Supplied information —

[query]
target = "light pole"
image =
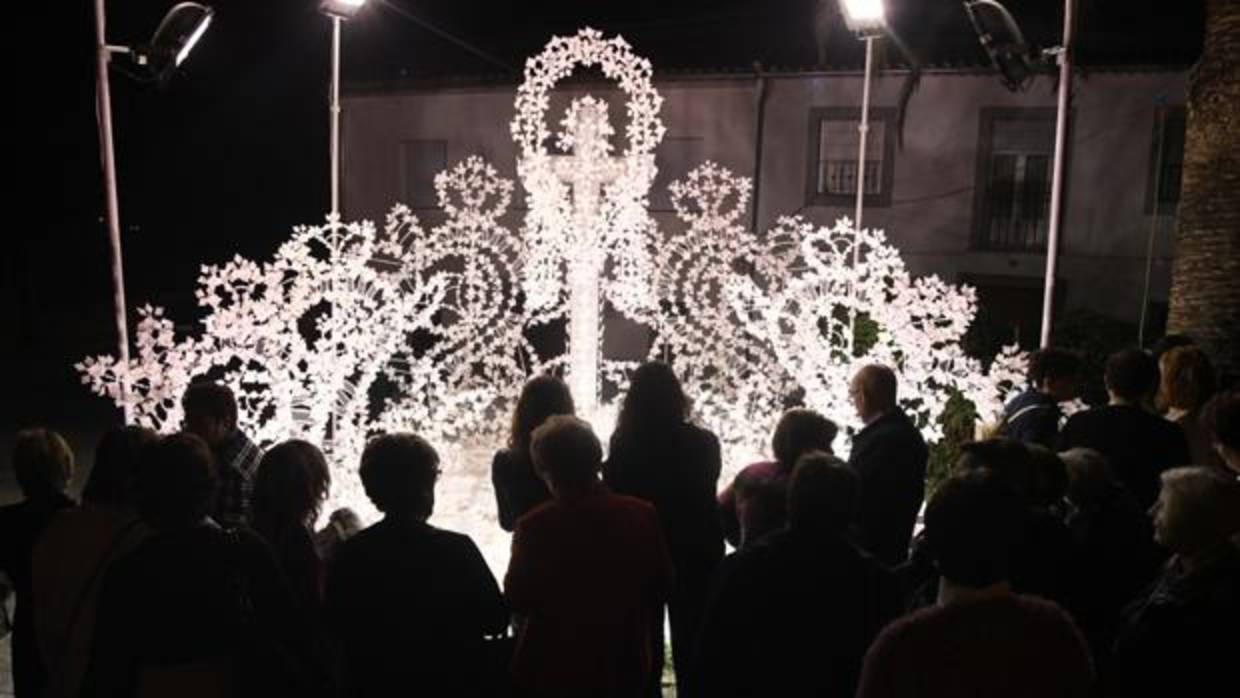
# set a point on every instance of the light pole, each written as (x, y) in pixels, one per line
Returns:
(176, 35)
(1002, 40)
(339, 11)
(1057, 185)
(867, 19)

Problem to work on —
Where the material contains pictures, leave them out and copy the rest verbatim.

Problem solution —
[query]
target = "light pole"
image =
# set a point on every instance of the light pole, each written as (x, y) in pixels, one per line
Returns:
(176, 35)
(1002, 40)
(339, 11)
(1057, 185)
(867, 19)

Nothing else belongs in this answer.